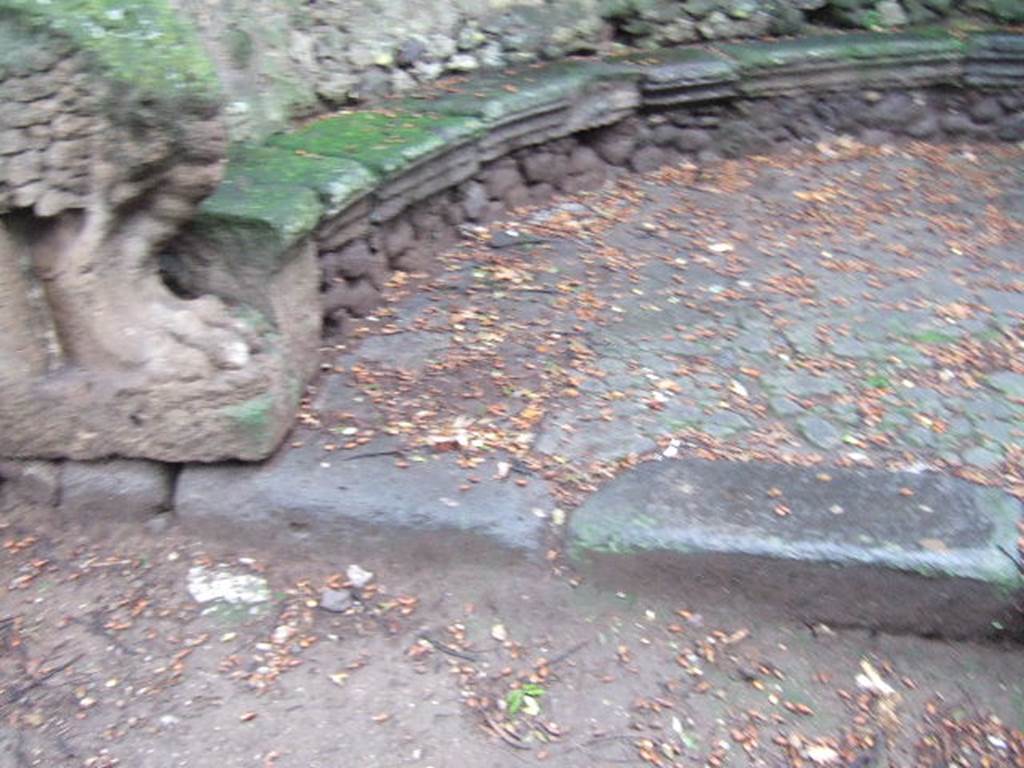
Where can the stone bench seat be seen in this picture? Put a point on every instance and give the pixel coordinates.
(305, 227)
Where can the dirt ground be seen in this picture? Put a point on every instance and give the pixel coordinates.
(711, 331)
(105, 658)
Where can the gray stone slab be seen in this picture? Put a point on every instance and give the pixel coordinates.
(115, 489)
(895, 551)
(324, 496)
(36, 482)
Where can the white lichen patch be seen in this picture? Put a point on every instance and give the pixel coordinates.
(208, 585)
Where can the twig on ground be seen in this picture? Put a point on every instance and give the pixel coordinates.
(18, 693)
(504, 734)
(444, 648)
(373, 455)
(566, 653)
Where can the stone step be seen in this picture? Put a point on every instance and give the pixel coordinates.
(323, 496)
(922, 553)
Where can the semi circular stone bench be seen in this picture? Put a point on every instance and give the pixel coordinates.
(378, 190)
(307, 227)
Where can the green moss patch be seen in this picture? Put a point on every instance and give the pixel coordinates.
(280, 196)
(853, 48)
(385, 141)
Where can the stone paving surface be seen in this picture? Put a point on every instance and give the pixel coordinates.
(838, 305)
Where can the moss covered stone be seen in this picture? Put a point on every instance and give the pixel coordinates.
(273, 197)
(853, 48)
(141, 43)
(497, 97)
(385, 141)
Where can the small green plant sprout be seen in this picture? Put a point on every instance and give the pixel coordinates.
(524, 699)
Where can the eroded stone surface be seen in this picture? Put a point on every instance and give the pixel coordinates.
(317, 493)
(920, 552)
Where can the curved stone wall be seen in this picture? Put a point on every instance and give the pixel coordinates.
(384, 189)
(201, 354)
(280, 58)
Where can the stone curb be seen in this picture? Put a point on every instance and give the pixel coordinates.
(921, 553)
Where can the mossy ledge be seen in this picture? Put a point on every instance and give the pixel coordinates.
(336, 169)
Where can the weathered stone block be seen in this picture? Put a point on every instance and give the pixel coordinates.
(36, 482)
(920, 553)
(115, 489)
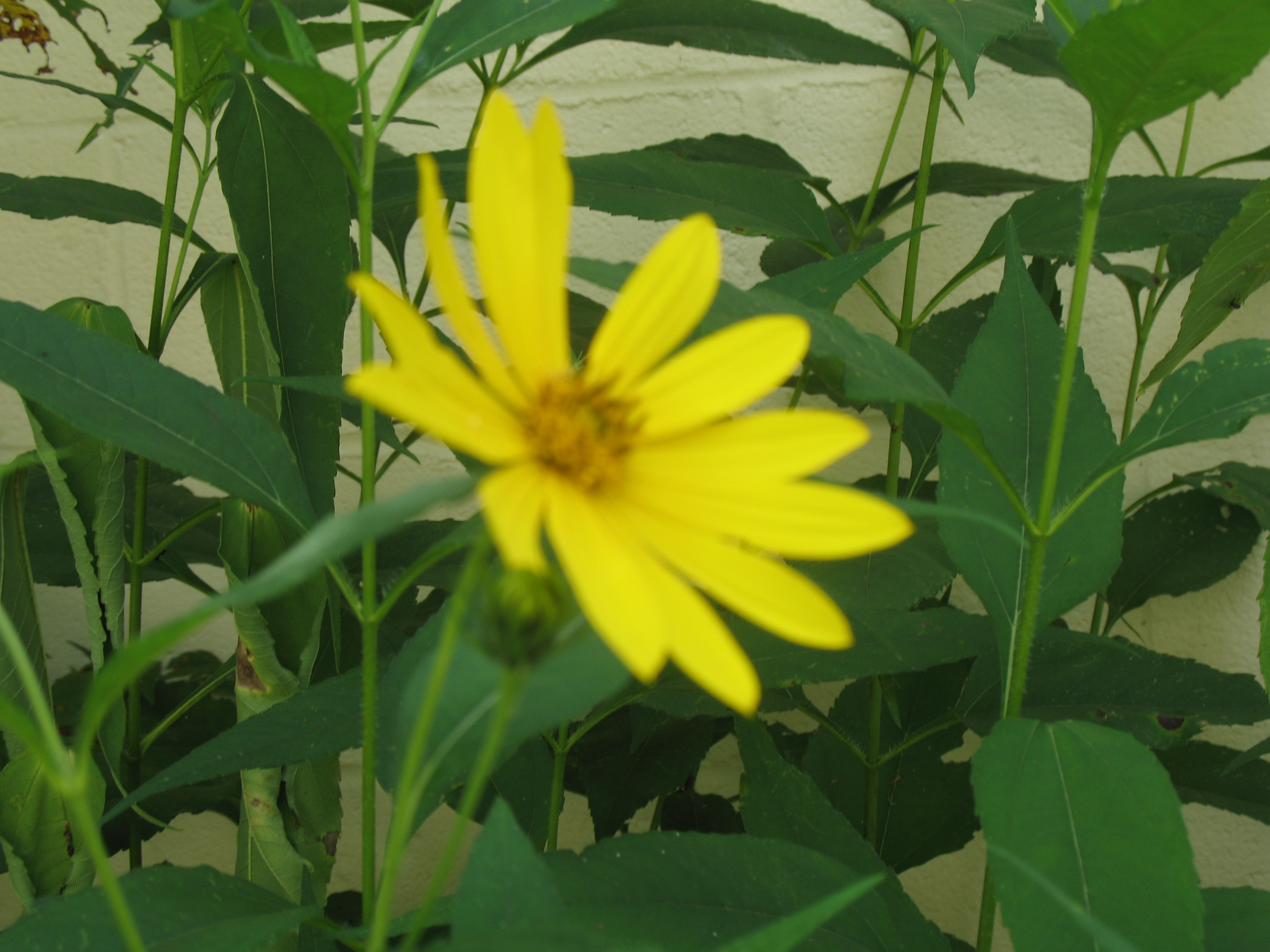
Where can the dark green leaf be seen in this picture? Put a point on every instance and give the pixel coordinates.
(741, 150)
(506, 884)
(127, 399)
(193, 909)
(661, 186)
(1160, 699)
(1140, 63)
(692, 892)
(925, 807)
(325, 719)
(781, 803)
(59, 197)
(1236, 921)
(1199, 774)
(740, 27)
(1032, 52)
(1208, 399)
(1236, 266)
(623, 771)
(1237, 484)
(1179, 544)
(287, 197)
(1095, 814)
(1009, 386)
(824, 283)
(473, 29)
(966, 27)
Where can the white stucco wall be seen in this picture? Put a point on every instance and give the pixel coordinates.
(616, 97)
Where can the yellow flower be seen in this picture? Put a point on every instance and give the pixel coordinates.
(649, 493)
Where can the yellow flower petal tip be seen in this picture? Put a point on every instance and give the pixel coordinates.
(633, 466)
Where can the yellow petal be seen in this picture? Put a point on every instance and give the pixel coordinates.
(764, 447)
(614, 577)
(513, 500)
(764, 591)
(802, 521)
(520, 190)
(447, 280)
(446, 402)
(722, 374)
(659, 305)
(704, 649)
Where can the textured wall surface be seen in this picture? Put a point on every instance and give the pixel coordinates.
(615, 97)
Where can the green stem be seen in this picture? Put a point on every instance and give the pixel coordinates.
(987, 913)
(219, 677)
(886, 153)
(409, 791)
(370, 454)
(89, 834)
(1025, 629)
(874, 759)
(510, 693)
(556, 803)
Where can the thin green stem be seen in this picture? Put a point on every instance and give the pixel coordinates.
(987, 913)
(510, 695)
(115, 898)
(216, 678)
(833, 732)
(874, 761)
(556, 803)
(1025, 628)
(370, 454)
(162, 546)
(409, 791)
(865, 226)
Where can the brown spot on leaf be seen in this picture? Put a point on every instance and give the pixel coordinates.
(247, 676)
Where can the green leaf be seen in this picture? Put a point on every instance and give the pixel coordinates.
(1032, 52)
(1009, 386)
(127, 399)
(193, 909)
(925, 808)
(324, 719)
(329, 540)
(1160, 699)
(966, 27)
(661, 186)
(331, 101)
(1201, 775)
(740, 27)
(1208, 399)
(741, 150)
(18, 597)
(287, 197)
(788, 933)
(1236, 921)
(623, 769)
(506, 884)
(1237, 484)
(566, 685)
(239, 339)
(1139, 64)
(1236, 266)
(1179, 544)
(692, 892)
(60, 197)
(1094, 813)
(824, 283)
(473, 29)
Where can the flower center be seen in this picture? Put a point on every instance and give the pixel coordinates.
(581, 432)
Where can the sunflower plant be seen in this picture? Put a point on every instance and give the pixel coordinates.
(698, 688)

---

Instructions to follow: Print all of the entries word for word. Omit the pictures they contain.

Answer to this problem:
Where can the stone bench seat be seen in this picture? Put a point on every instance and give the pixel coordinates.
(305, 227)
Where can the dirt ground be seen in this picture? Put a point on every instance and give the pixel coordinates.
(711, 331)
(105, 658)
Where can the gray stone slab be seen in this picture? Put a point on every instance and give the pixel coordinates.
(115, 489)
(895, 551)
(324, 496)
(36, 482)
Where can the white lichen patch be seen in this picture? Put a point on every instance and give the pixel coordinates.
(208, 585)
Where can the twig on ground be seen in this picture? Put a point on every instance and give the pixel coordinates.
(18, 693)
(504, 734)
(444, 648)
(373, 455)
(566, 653)
Where can the stone step be seen in this picture? Put a point on every instance and give the pixel coordinates.
(323, 496)
(922, 553)
Where can the semi circular stone bench be seen in this picture? Put a point on every instance and give the pixel coordinates.
(378, 190)
(307, 227)
Where can the green moss patch be seen in this picture? Put a point on every instance and give the pixel coordinates.
(280, 196)
(853, 48)
(385, 141)
Where can the stone paving surface be seen in this picture? Put a point on every instance and give the pixel coordinates.
(838, 305)
Where can the moss covered stone be seen in this picture? Put a point on every instance and give the pixel coordinates.
(273, 197)
(853, 48)
(141, 43)
(497, 97)
(385, 141)
Where can the small green plant sprout be seen in this picture? Put a point on every instance and give the pixel coordinates.
(524, 699)
Where can the eroded stone surface be seen in this picture? Put a point on every instance and give the pixel coordinates.
(317, 493)
(920, 552)
Where can the curved stone wall be seen in this picture? Put a point on every instance and give the pixel coordinates.
(384, 189)
(201, 354)
(280, 58)
Where can the stone curb be seen in this picture? Put a point on every instance and give the pixel coordinates.
(921, 553)
Where can the mossy ledge be seen in this picture? Put a point on every instance and give the pixel coordinates.
(336, 169)
Where can the weathered stone block be seen in this picture? Put a point on every instance and give the pixel coordinates.
(36, 482)
(920, 553)
(115, 489)
Where can the dark green leaf be seen in this picture? Put a point on every instance and give the pixel coordinates.
(741, 150)
(506, 884)
(127, 399)
(193, 909)
(661, 186)
(1160, 699)
(1140, 63)
(692, 892)
(925, 807)
(325, 719)
(781, 803)
(59, 197)
(1236, 921)
(1199, 774)
(740, 27)
(1032, 52)
(1208, 399)
(1236, 266)
(623, 771)
(1237, 484)
(1179, 544)
(287, 197)
(1095, 814)
(1009, 386)
(824, 283)
(473, 29)
(966, 27)
Where can the white stucco wall be seen in this picture? Put a point on every instance and give the pixel coordinates.
(616, 97)
Where can the yellow flower be seen in this picture? Put a point on every instance and give the pixel coordinates.
(649, 493)
Where can the yellow flower petal tip be seen in this picture? Put a point on every instance and give the pixel coordinates.
(633, 466)
Where can the yellow petal be seen in this picture? Put a point on every instance and give the pixel coordinates.
(764, 447)
(614, 577)
(513, 500)
(764, 591)
(802, 521)
(520, 190)
(447, 280)
(446, 402)
(722, 374)
(659, 305)
(704, 649)
Where can the textured wall surface be seen in this picture? Put a point on every instance and give the pixel coordinates.
(615, 97)
Where can the green stem be seen in this picture? Put a point on every instance and give the pixel coordinates.
(987, 913)
(219, 677)
(886, 153)
(409, 791)
(370, 454)
(89, 834)
(1025, 629)
(874, 759)
(510, 693)
(556, 803)
Where can the thin green stem be seen in this picture? Put a point on every instance and give the pixel coordinates.
(987, 913)
(510, 695)
(115, 898)
(216, 678)
(833, 732)
(874, 761)
(556, 803)
(1025, 628)
(370, 454)
(162, 546)
(409, 791)
(865, 226)
Where can the brown spot on leaf be seen in this picture? Put a point on every instance and give the pixel coordinates.
(247, 676)
Where can the green leaf be seen in this picture? Put a point on every instance and give the pixel coordinates.
(1032, 52)
(1009, 386)
(127, 399)
(193, 909)
(925, 808)
(324, 719)
(329, 540)
(1160, 699)
(966, 27)
(661, 186)
(331, 101)
(1201, 775)
(740, 27)
(1208, 399)
(741, 150)
(18, 597)
(287, 197)
(788, 933)
(1236, 921)
(623, 769)
(506, 884)
(1237, 484)
(566, 685)
(239, 339)
(1139, 64)
(1236, 266)
(1179, 544)
(692, 892)
(60, 197)
(1094, 813)
(824, 283)
(473, 29)
Where can the flower center be seen in this picture? Put a point on every instance and give the pixel coordinates.
(581, 432)
Where can the sunflower plant be seen in this picture? Put a point on every instance and give the pixel coordinates.
(698, 688)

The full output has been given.